*INSTRUCTIONS FOR THE TASK*. Work through the material below line by line and say how many lines include the word "instance". Only the number, please.

*SOURCE MATERIAL*.
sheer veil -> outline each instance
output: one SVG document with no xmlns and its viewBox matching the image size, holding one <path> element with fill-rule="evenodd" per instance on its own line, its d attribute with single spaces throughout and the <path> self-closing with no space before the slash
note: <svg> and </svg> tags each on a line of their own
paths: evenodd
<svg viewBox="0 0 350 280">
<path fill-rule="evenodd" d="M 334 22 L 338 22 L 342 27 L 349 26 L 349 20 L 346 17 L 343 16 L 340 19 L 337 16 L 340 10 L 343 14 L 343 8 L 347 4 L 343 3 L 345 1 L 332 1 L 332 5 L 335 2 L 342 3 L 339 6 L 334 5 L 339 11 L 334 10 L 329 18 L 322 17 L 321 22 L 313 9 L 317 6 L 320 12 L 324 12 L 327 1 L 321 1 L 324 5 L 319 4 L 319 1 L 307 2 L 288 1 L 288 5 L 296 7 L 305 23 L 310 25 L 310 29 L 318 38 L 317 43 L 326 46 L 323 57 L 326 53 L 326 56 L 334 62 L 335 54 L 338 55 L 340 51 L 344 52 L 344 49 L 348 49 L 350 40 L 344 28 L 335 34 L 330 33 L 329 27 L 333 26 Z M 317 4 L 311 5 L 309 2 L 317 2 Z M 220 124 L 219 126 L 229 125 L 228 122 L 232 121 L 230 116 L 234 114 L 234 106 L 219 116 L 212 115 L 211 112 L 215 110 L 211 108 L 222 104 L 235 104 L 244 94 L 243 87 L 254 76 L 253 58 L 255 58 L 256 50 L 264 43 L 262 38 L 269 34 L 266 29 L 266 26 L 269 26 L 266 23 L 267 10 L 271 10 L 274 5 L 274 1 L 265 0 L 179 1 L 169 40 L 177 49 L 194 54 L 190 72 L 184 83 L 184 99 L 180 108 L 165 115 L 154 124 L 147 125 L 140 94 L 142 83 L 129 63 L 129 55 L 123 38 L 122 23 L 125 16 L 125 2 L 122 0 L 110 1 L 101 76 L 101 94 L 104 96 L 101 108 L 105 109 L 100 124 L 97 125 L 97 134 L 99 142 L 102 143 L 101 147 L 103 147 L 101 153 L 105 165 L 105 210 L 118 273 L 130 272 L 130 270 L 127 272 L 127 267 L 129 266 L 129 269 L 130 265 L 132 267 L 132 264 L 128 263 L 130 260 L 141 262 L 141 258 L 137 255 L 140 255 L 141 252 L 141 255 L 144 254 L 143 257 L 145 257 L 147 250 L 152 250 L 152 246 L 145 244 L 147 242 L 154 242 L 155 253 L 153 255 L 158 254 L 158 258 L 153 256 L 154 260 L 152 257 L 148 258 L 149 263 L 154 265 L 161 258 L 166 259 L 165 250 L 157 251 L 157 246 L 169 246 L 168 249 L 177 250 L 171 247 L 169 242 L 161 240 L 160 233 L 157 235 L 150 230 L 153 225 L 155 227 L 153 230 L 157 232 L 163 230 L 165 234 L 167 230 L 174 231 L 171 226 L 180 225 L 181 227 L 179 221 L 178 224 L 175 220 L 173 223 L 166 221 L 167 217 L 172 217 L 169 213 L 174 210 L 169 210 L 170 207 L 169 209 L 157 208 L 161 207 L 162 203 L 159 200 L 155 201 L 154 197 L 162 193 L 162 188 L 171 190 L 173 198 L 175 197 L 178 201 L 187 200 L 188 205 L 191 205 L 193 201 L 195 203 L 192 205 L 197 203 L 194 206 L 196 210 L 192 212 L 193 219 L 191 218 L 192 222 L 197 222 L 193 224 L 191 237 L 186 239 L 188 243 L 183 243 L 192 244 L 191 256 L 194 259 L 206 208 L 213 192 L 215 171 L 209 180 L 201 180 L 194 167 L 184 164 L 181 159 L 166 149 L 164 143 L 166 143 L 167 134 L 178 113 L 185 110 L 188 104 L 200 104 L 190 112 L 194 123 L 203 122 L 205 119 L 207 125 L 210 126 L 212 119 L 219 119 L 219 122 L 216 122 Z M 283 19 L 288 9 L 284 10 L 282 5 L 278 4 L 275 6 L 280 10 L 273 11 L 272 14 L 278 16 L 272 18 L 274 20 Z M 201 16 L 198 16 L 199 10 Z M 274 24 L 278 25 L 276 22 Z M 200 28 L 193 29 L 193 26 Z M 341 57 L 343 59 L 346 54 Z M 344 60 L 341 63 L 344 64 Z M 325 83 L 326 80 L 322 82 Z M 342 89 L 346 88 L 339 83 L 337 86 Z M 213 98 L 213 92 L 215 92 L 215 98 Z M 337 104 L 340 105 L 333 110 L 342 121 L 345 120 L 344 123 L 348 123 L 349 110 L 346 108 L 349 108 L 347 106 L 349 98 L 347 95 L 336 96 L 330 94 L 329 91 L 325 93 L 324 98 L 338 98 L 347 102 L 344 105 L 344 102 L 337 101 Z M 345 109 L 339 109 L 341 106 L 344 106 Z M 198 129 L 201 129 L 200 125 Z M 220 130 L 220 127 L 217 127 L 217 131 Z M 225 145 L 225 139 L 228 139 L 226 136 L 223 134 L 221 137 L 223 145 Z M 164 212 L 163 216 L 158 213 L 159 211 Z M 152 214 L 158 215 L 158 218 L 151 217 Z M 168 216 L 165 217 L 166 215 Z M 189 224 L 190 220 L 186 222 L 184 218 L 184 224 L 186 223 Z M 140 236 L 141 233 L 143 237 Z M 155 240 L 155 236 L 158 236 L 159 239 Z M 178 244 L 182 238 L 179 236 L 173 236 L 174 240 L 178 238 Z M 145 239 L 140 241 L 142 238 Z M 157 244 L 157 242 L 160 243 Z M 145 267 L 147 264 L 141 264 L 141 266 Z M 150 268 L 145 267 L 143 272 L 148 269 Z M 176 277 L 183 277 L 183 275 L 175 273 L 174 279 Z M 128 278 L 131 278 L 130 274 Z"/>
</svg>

*ANSWER TO THIS PROBLEM*. 2